Stated exercise
Report each line of the material below that contains the word "white", reproducing every such line in full.

The records
▼
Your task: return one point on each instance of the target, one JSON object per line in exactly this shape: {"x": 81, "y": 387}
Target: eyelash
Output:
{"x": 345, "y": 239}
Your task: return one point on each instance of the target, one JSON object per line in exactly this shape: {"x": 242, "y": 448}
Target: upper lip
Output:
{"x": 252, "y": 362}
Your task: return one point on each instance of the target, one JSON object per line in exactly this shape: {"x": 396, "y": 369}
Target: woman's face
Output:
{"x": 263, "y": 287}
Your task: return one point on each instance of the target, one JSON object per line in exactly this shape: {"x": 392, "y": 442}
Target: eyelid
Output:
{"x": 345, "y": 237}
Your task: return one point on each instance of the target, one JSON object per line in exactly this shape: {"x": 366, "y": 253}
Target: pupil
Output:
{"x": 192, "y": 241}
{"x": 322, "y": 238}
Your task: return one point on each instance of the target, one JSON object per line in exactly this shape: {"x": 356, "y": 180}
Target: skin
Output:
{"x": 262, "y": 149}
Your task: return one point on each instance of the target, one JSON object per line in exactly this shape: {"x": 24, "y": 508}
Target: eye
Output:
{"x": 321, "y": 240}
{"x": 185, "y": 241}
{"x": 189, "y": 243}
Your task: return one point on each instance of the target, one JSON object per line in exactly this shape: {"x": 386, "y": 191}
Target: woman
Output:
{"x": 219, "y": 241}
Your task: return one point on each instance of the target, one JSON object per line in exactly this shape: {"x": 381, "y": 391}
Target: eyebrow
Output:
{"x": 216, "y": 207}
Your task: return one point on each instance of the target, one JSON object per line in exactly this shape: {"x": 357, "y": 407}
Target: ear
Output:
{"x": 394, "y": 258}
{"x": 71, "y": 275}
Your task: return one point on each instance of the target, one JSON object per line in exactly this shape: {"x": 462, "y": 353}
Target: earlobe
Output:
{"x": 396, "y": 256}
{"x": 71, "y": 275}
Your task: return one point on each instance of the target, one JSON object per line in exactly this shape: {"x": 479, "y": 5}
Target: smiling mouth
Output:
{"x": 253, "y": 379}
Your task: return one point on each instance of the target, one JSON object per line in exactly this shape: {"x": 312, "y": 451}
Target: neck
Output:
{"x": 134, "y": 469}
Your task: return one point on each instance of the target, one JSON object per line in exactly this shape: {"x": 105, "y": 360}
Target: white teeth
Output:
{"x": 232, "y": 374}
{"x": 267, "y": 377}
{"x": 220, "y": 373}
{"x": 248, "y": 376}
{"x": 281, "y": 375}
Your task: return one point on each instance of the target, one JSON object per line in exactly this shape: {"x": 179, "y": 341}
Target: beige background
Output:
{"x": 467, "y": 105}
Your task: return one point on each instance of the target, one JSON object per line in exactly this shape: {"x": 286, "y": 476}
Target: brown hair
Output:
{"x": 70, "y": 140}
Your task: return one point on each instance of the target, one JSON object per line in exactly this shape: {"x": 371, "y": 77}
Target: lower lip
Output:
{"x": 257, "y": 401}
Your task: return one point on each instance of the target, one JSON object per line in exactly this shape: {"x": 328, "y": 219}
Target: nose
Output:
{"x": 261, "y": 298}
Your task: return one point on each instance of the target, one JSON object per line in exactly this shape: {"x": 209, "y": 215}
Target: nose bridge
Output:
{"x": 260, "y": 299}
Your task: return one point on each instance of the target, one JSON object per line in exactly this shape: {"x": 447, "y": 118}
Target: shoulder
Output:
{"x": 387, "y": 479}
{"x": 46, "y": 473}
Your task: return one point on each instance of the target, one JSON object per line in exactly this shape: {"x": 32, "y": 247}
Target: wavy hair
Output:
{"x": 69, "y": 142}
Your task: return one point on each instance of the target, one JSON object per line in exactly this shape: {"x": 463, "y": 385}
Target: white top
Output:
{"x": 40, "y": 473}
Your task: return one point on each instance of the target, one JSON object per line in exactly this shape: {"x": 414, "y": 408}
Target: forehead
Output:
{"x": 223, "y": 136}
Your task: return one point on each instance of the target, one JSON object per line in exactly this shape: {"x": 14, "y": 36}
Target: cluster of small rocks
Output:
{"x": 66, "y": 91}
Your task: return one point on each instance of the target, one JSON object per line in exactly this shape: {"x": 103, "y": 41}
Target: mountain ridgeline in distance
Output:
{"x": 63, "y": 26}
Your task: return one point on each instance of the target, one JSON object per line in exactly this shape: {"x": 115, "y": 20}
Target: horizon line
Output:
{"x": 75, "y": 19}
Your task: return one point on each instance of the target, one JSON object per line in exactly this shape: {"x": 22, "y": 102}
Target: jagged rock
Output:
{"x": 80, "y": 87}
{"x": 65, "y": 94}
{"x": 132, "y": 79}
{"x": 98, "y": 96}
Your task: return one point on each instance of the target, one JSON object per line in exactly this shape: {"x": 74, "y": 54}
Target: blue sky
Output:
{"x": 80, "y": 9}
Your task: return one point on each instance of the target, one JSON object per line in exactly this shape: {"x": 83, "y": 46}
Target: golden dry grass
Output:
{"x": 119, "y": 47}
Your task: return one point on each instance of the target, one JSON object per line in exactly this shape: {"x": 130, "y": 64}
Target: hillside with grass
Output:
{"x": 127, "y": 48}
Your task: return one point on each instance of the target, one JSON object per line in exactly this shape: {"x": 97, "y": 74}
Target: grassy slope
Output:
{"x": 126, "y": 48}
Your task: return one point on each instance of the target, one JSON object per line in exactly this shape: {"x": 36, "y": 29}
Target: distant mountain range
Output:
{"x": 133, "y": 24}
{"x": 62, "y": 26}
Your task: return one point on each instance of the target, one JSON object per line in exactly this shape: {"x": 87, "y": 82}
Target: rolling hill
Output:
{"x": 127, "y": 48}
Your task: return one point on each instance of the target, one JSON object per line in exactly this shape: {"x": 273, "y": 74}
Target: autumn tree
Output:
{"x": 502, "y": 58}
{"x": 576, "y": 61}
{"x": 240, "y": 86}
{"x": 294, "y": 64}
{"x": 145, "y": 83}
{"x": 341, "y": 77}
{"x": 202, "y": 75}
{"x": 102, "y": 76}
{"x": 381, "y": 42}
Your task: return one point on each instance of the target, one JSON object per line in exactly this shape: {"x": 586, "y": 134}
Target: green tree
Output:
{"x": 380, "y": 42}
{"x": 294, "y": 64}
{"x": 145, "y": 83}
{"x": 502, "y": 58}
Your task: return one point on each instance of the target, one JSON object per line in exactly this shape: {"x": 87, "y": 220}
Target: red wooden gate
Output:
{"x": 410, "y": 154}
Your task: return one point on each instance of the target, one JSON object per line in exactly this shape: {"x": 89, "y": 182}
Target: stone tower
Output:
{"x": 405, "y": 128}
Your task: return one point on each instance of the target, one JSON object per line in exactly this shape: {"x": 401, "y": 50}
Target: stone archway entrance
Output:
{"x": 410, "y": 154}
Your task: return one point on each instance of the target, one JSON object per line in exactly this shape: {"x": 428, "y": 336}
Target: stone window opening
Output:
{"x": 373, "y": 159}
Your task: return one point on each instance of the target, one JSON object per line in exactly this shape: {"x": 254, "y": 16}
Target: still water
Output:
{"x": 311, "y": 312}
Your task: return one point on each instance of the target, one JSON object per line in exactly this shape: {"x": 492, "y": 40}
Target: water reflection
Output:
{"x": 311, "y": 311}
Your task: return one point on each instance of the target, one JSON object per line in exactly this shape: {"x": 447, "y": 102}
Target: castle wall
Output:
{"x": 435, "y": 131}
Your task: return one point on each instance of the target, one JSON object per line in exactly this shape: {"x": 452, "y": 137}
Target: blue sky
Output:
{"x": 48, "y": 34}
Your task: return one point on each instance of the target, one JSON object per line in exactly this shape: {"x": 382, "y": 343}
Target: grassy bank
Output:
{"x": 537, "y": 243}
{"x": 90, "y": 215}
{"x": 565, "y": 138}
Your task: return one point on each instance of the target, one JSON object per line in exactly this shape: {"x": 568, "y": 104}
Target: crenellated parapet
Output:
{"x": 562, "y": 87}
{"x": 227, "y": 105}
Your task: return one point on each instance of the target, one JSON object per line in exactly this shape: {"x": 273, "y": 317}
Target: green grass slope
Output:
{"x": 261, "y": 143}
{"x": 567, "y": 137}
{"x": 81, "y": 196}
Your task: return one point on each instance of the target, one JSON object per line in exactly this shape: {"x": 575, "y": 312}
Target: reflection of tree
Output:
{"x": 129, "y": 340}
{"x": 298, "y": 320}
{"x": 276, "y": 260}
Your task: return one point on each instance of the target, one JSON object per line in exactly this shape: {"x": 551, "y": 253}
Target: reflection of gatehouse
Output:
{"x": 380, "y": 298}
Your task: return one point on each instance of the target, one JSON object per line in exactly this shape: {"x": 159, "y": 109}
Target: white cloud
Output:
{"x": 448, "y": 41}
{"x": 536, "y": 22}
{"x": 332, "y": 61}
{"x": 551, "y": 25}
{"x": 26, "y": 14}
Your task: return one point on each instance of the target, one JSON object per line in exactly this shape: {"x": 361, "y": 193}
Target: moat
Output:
▲
Final result
Target: white teeth
Target: white top
Target: white cloud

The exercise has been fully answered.